(What is expected): Using the entries below, write out the line with "negative clicks: (326, 100) (310, 109)", the line with "108L322 111L326 107L324", and every line in between, exactly as each is written.

[Segmentation mask data]

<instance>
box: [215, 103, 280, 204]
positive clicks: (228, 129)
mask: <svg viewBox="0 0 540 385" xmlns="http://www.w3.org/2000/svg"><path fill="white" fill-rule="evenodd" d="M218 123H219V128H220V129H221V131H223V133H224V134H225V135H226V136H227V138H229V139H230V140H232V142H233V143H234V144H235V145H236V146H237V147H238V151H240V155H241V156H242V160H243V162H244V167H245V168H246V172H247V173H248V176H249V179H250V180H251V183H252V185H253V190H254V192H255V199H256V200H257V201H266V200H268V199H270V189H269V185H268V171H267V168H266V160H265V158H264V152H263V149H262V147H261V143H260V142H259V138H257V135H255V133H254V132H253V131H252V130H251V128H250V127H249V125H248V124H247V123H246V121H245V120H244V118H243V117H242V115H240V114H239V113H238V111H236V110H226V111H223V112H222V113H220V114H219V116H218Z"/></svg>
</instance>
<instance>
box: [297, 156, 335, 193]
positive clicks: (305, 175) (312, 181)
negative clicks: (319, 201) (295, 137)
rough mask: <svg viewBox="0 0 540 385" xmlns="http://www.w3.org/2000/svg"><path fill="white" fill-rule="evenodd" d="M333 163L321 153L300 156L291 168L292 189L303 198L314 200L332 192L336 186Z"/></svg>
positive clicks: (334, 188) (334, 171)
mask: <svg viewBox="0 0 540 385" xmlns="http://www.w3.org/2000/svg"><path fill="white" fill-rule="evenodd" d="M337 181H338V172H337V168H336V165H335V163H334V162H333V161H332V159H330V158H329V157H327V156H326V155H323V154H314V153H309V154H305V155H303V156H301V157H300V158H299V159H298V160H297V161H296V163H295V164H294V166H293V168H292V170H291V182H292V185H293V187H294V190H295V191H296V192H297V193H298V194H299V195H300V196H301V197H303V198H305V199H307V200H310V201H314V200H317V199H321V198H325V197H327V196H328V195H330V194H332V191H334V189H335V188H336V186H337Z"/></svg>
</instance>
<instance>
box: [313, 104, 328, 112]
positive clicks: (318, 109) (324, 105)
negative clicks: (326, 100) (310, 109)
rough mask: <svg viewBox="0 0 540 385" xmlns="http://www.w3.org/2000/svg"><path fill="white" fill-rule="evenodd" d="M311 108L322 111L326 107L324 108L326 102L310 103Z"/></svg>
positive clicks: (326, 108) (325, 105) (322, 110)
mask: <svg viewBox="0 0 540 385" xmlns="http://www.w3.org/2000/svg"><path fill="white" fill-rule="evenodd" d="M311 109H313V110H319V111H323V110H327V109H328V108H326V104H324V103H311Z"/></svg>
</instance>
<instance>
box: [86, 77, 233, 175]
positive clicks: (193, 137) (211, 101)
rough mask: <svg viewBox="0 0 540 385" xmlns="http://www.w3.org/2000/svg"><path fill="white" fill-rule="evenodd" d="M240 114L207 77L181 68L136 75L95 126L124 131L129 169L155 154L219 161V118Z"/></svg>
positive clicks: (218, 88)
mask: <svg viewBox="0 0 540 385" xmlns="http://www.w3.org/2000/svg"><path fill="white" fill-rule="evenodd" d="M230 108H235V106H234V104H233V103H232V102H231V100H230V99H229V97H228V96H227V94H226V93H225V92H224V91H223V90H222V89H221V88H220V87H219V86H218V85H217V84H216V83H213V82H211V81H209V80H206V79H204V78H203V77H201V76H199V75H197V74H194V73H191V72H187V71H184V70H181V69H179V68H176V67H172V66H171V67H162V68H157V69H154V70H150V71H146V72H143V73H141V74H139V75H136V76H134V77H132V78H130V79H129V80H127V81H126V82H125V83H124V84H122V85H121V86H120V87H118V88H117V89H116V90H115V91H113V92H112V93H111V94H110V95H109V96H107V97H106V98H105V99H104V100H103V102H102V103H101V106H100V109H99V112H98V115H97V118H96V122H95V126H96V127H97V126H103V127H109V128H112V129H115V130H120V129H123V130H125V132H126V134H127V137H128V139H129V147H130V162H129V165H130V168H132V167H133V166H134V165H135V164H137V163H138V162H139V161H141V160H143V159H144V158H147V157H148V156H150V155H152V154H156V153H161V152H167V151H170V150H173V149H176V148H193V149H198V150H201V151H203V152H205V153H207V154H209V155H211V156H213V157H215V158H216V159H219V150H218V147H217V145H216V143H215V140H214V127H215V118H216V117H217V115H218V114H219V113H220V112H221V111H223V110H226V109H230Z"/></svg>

(Exercise result):
negative clicks: (326, 100) (310, 109)
rough mask: <svg viewBox="0 0 540 385" xmlns="http://www.w3.org/2000/svg"><path fill="white" fill-rule="evenodd" d="M311 108L322 111L326 107L324 108L326 102L310 103Z"/></svg>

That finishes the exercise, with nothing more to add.